* _TEXTE PROPOSÉ_:
........
Le socle est peint, le fil de fer de soutien posé et le papillon s'installe au-dessus, flottant avec légèreté dans un premier temps, jusqu'au moment où il dégouline par manque de tenue...Les antennes sont trop lourdes par rapport au corps
.
M.
fait le constat, dépité que
"tout cela est bien trop mou".
Il se tourner vers moi et mes compétences techniques supposées pour trouver une solution. Je lui suggère l'utilisation de fil de fer pour solidifier le corps de tissu du papillon. Il réalise plusieurs tentatives, soulignant que c'est bien difficile de faire rentrer le fil de fer dans le corps car ça ne passe pas...Quand on se souvient que c'est l'ergothérapeute qui a réalisé le papillon à titre d'essai, tout ce jeu de pénétration ou non du fil de fer prend tout de même un peu de sens pour moi.
M.
n'y arrive pas et me demande à nouveau de l'aide.
Je tente d'autres suggestions techniques qui ne fonctionnent pas. Lorsque
M.
........
* _EXERCICES À FAIRE_:
1) Dans l'extrait sur le papillon de tissu, quel matériau est suggéré à M. pour solidifier le corps du papillon ?
2) Prolongez l'extrait sur le papillon de tissu à partir de l'endroit où il s'arrête.

* _CONTENU DES LIGNES_:
........
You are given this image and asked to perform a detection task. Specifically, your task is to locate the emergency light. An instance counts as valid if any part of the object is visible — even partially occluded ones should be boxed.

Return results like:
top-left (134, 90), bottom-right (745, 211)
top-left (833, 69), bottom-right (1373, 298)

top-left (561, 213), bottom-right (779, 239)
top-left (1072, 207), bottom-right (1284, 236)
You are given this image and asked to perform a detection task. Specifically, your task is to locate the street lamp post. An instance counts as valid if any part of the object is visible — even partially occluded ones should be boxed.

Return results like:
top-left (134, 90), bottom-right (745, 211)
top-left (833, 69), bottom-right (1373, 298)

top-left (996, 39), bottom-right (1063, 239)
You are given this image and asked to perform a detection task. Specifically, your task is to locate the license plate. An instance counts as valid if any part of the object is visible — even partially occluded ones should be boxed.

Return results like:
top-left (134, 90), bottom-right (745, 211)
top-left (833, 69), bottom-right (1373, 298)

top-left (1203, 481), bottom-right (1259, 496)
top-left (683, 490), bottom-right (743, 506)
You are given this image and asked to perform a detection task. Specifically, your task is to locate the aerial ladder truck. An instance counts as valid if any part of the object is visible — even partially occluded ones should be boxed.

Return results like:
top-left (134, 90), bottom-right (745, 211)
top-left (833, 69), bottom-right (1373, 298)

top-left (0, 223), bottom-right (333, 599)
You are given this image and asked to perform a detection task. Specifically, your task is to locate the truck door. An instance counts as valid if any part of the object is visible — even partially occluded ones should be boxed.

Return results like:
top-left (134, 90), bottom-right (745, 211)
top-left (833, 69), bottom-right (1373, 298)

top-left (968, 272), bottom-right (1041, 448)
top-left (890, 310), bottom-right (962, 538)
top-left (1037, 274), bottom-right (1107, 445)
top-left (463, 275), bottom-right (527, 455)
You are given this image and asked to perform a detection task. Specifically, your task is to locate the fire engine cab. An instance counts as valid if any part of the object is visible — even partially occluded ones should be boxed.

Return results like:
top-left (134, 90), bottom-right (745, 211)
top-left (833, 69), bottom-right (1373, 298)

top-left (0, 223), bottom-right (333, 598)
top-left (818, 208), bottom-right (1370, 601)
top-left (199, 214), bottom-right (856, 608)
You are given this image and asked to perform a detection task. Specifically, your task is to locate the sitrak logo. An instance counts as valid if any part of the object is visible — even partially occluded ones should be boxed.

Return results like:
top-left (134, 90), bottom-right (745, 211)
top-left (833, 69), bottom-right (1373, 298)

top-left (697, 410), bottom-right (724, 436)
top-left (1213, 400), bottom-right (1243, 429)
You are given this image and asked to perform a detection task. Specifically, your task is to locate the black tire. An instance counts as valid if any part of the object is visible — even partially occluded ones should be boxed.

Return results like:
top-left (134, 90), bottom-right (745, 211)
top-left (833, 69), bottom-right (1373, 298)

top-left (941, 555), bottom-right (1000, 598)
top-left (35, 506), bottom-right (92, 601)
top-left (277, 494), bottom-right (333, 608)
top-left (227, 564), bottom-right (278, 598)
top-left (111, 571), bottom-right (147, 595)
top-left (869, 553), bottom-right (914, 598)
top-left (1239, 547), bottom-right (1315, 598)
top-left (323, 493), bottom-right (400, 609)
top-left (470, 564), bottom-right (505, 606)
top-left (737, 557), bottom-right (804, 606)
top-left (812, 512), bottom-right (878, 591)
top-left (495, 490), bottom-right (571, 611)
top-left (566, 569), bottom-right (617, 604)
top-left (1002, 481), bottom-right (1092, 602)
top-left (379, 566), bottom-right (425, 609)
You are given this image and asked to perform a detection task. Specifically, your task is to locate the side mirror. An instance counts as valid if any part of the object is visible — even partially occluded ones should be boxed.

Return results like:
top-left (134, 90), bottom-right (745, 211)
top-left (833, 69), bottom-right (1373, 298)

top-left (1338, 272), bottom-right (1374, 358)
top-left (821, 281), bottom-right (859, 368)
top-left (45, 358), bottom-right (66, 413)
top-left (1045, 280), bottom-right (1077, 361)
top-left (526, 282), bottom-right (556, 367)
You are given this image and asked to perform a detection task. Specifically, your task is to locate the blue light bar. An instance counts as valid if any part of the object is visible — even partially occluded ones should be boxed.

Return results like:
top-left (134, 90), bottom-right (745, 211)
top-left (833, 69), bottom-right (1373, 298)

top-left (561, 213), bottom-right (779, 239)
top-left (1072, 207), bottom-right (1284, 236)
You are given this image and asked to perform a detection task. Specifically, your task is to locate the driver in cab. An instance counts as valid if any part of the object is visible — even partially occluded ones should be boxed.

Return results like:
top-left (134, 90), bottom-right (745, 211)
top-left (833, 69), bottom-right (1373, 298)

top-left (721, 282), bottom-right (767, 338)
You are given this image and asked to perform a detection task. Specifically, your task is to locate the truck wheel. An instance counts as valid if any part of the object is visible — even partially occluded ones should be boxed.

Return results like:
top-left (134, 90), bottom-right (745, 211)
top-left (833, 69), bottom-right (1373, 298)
........
* _CORRIGÉ DES EXERCICES_:
1) Du fil de fer.

2)
annonce que
"bon et bien tant pis, c'est fichu"
, il réussit à éveiller mon instinct de "sauveuse". J'ai eu beau lire le très intéressant texte de Bourreau (Extrait de victime des autres, bourreau de soi-même, dans le chapitre sur la triade "
Bourreau, victime et sauveur
" qui parle de la tendance naturelle de chacun de passer de l'un à l'autre et le fait que demeurer en position de sauveur n'aide pas l'autre à se débrouiller), je ne résiste pas à cet appel au secours...Je consolide alors, le corps du papillon par un enveloppement extérieur , proposant ainsi , au lieu d'une colonne vertébrale interne, une sorte de cuirasse externe, située plutôt du coté de la contenance. Tout de même, je ne vais pas tenter d'introduire le fil de fer...Le papillon est consolidé, à la fois léger et aérien et avec une tenue efficace, il flotte au dessus de son socle, tout aussi fièrement que
M.
, très satisfait de son objet.
De mon côté, je fais taire la petite voix en moi, qui a une légère tendance à analyser les événements et à chercher du sens, car les perspectives signifiantes ouvertes par l'enfilage de perles et le fil de fer me donnent juste envie de retourner en supervision pour déposer tout cela quelque part...Et lorsque
M.
me dit qu'il se sent comme un petit garçon qui aurait fait un collier de pâtes à sa mère (au lieu de sa femme), alors là, je préfère me boucher les oreilles!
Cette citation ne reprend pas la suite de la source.